== Task list ==
1. Read the passage on the twin sisters' knee injuries. Decide whether each statement below agrees with it, answering yes or no and quoting the exact words that decide it.
(a) The twins wore reflective gear so a computer could follow their motion.
(b) The injured girls' knee joints had more gap space than expected.
(c) The researchers compared the twins' data with data from another pair of twins.
2. Answer these questions from the passage on the twin sisters' knee injuries.
(a) Which two sports were the twins active in when they were first recruited?
(b) In which direction did the injured girls' knees tend to move when the foot went down?
(c) Whose permission did the researchers have before studying the sisters' injuries?
3. Write the next part of the passage on the twin sisters' knee injuries, starting after its last sentence.

Can you blame grandma if you have bad knees?

The Ohio researchers originally recruited two high school-aged twin sisters who were active participants in soccer and basketball to be part of a computer imaging study of knee motion. They were dressed in reflective gear so a computer could track their motion to create an animation sequence for mathematical analysis of knee motion. They jumped off boxes, they flexed their knees forward and back, and their joints were analyzed for shape, size, and flexibility. The girls' performances were included with those of many other volunteers in an attempt to understand the general performance parameters of the knee in healthy teenaged girls.

Within a year of volunteering to participate in the first study, however, both sisters suffered catastrophic injuries to their knees. One suffered a torn ligament in a volleyball game, and the other suffered a torn ligament in a basketball game. (Another older sister also suffered a severe knee injury the same year.) With the permission of the twins and their parents, the researchers then set out to examine whether the sisters had shared, genetically inherited characteristics that would explain their serious knee injuries. To do this, the researchers compared the twins' data to the averages of the other participants in the first study.

The comparison found in a study of knee motion

  • The injured girls' knee joints were "tighter" than average, with about 12 mm (a little more than a quarter of an inch) less gap space in the knee joint than expected.
  • The injured girls' knees tended to "flop" outward, moving outward when the foot went down.
  • The injured girls had much more flexible hamstrings on their injured legs than on their uninjured legs.
There are some strong indications that a tendency to knee injury is probably inherited. White Europeans are 660% more likely to suffer knee injuries during sports than members of other ethnic groups.

== Material shown ==
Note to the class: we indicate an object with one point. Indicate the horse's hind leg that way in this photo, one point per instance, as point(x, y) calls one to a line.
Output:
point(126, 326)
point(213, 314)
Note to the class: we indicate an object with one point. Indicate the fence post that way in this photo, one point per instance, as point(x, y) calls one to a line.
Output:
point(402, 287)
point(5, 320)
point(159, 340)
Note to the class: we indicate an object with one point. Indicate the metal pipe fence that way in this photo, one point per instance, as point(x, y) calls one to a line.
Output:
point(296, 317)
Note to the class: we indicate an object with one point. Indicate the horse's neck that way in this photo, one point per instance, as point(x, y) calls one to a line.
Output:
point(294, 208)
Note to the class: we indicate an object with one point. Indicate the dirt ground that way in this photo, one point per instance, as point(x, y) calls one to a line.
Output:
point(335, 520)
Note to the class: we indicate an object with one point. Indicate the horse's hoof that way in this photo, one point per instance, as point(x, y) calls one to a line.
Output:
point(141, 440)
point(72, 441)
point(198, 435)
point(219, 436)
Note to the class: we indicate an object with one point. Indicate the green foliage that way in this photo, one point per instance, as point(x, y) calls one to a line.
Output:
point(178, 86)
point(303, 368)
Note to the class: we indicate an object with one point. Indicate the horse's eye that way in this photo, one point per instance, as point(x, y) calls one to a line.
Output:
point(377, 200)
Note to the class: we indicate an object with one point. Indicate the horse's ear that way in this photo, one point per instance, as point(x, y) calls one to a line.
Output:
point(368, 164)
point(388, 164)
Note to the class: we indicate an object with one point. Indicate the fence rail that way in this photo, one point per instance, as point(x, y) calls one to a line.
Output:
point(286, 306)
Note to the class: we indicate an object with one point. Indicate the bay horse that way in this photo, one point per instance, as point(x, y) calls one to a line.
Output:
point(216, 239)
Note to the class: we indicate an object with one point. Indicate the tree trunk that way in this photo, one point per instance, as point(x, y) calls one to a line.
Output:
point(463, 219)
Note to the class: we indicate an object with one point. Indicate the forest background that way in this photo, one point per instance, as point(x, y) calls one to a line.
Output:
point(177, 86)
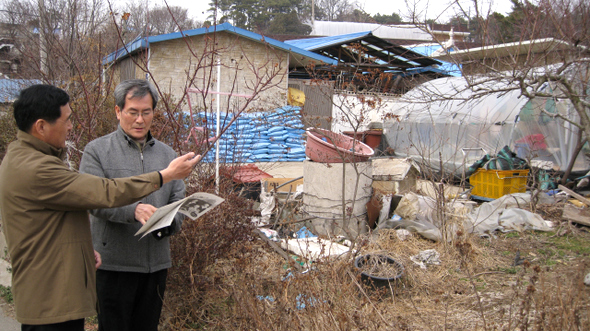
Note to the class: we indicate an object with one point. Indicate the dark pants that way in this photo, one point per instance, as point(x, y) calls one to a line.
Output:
point(129, 301)
point(75, 325)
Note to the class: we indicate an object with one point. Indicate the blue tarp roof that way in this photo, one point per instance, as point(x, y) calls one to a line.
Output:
point(10, 88)
point(143, 43)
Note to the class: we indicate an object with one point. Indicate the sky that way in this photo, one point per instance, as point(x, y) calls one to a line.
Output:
point(429, 9)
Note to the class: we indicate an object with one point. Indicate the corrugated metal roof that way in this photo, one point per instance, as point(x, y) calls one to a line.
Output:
point(143, 43)
point(10, 88)
point(325, 28)
point(312, 44)
point(378, 51)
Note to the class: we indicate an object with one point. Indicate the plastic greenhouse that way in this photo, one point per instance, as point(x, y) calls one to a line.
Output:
point(443, 122)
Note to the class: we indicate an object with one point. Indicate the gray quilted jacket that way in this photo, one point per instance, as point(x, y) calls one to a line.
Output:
point(113, 230)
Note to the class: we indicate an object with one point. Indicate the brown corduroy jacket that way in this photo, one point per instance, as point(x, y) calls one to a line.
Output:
point(45, 221)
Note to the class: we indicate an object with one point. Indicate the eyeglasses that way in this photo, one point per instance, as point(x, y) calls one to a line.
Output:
point(136, 114)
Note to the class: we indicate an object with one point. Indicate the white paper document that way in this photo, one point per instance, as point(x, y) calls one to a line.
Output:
point(192, 206)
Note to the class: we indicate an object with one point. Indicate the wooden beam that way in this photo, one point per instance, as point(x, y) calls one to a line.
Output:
point(574, 194)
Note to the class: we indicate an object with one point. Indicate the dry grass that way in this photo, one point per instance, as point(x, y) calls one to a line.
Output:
point(246, 285)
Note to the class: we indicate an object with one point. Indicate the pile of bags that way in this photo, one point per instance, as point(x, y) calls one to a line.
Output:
point(274, 136)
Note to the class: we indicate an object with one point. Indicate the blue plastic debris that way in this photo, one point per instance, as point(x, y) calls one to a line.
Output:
point(304, 233)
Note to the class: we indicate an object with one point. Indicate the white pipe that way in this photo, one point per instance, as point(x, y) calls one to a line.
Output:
point(217, 129)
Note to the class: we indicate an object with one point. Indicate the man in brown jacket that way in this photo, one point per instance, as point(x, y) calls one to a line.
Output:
point(44, 217)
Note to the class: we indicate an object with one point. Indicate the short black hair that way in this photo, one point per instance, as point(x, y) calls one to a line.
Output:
point(137, 88)
point(39, 102)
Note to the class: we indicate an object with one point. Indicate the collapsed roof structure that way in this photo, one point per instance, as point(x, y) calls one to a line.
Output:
point(366, 62)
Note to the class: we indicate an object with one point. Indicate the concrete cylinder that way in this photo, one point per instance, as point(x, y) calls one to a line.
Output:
point(323, 197)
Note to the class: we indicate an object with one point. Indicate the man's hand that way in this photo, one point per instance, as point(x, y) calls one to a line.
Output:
point(97, 259)
point(143, 212)
point(180, 167)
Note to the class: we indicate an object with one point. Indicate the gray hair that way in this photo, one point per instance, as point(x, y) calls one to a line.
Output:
point(137, 88)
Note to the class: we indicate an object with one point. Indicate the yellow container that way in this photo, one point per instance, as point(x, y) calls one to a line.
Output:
point(496, 183)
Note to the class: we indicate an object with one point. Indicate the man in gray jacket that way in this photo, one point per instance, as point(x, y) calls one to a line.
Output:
point(132, 278)
point(44, 218)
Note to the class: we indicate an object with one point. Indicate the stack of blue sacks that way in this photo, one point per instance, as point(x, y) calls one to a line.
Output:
point(274, 136)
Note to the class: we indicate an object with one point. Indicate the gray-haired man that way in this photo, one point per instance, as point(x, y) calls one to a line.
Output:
point(132, 278)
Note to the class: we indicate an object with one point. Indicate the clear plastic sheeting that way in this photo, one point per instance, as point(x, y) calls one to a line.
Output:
point(444, 123)
point(418, 214)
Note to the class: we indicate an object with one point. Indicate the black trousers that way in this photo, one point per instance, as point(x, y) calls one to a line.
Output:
point(129, 301)
point(75, 325)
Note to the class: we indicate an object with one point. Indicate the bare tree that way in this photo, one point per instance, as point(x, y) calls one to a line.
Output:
point(155, 21)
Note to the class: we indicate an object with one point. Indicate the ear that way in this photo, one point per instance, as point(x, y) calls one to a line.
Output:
point(118, 112)
point(38, 129)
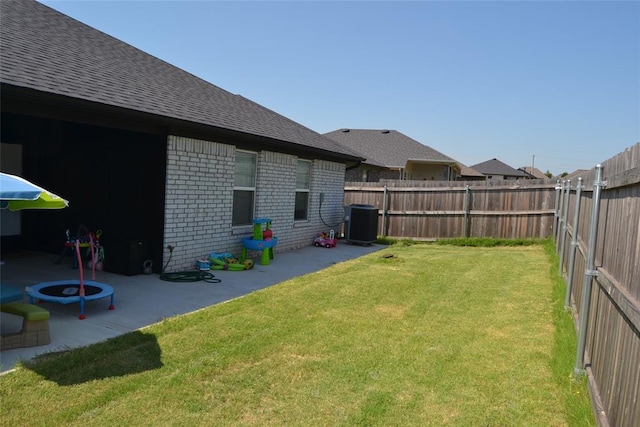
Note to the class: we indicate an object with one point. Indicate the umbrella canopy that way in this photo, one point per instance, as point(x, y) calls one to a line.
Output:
point(17, 193)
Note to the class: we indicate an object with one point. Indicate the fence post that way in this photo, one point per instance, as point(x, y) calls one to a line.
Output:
point(555, 214)
point(467, 211)
point(574, 244)
point(565, 214)
point(589, 271)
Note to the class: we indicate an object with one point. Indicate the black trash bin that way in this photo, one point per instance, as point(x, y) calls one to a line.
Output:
point(126, 258)
point(361, 224)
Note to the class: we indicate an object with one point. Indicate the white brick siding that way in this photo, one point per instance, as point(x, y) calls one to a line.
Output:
point(199, 200)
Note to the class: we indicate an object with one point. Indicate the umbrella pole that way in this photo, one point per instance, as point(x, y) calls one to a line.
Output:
point(93, 257)
point(81, 268)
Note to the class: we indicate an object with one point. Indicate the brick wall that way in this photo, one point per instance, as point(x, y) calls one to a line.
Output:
point(199, 199)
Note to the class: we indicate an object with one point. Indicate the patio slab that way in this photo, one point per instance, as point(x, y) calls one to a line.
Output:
point(143, 300)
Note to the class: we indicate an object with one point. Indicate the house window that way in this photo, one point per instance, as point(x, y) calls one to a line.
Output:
point(244, 188)
point(303, 178)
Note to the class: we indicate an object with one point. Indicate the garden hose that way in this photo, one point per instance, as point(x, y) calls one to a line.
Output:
point(186, 276)
point(190, 276)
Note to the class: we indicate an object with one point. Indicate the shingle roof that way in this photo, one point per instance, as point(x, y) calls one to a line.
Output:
point(534, 172)
point(496, 167)
point(389, 148)
point(45, 50)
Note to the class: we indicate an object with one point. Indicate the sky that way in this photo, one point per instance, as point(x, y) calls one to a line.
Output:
point(549, 84)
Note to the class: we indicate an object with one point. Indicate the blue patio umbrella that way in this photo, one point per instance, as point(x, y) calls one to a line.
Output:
point(17, 193)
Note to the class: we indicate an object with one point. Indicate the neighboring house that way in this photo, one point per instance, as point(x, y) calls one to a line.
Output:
point(534, 173)
point(390, 154)
point(470, 174)
point(150, 154)
point(495, 169)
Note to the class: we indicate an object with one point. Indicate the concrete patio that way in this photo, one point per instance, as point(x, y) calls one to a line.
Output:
point(142, 300)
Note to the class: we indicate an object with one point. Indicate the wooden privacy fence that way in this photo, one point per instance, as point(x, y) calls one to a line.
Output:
point(598, 240)
point(429, 210)
point(595, 221)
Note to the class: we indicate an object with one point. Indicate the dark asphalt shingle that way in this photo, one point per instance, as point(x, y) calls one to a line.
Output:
point(388, 148)
point(45, 50)
point(496, 167)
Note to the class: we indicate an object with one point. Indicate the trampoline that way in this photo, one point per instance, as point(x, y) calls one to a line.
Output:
point(70, 291)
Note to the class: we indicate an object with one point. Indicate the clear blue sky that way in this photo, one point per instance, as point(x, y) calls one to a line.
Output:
point(475, 80)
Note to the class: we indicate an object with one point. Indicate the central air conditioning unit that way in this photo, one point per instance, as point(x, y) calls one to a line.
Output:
point(361, 224)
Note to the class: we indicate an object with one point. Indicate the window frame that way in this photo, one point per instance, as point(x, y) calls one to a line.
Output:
point(246, 189)
point(302, 190)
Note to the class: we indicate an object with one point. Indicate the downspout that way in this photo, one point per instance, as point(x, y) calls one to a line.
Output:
point(589, 272)
point(565, 214)
point(555, 213)
point(384, 213)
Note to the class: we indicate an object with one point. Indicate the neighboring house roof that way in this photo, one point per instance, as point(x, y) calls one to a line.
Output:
point(389, 148)
point(47, 51)
point(496, 167)
point(466, 171)
point(534, 172)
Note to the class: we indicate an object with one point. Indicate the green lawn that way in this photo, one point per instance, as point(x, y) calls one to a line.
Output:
point(413, 335)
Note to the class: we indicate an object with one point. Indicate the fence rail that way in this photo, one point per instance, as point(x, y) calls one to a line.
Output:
point(598, 240)
point(408, 209)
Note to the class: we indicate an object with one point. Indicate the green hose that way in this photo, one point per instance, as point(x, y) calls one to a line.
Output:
point(190, 276)
point(186, 276)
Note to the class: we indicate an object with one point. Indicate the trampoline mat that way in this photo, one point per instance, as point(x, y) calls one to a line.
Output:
point(69, 290)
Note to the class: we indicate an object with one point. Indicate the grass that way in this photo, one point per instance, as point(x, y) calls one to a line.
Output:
point(415, 334)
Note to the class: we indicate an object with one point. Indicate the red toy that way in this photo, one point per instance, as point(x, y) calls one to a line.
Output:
point(326, 240)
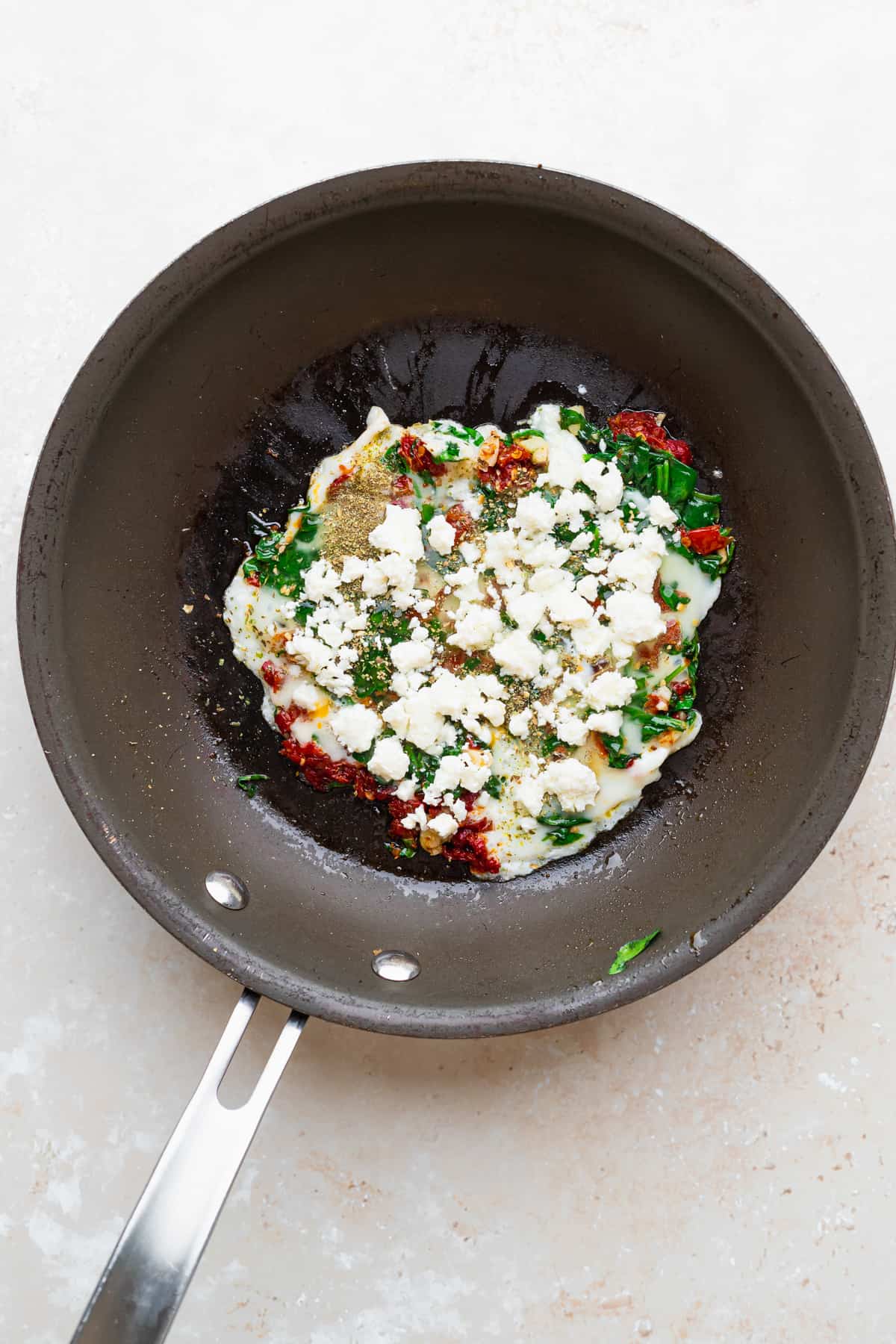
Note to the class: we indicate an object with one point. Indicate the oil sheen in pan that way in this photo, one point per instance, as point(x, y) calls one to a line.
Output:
point(441, 367)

== Written answers ==
1.
(a) Yes: "They were dressed in reflective gear so a computer could track their motion"
(b) No: "about 12 mm (a little more than a quarter of an inch) less gap space in the knee joint than expected"
(c) No: "the researchers compared the twins' data to the averages of the other participants in the first study"

2.
(a) Soccer and basketball
(b) Outward
(c) The twins and their parents

3.
Female adolescents, moreover, are at much greater risk of knee injury than male adolescents. Non-contact knee injuries are more common in teenaged girls than in teenaged boys, and these injuries are usually associated with excessively flexible hamstrings, excessive outward "flop" of the knee when the foot impacts the ground or floor, and a narrow gap at the knee joint.

Examination of these girls is consistent with what is believed to be true about the heritability of knee disorders. But what should concerned parents do to prevent knee injuries in their children?
There are also good indications that girls can be trained to avoid knee injuries. Making sure to land feet flat on the playing surface helps prevent torn ligaments. Learning to avoid "sliding" into a goal saves the knee joint. Neuromuscular training can be helpful to all teens who are active in sports, but especially for girls of white European descent.

When one child suffers a knee injury, it's like that her siblings are also at high risk. Prevent serious injury by training how the knee moves, especially during jumping. It is possible to train the muscles that stabilize the knee in ways that compensate for stress and strain that otherwise would cause injury.

  • Hewett TE, Lynch TR, Myer GD, Ford KR, Gwin RC, Heidt RS Jr. Multiple risk factors related to familial predisposition to anterior cruciate ligament injury: fraternal twin sisters with anterior cruciate ligament ruptures. Br J Sports Med. 2010 Sep,44(12):848-55. Epub 2009 Jan 21.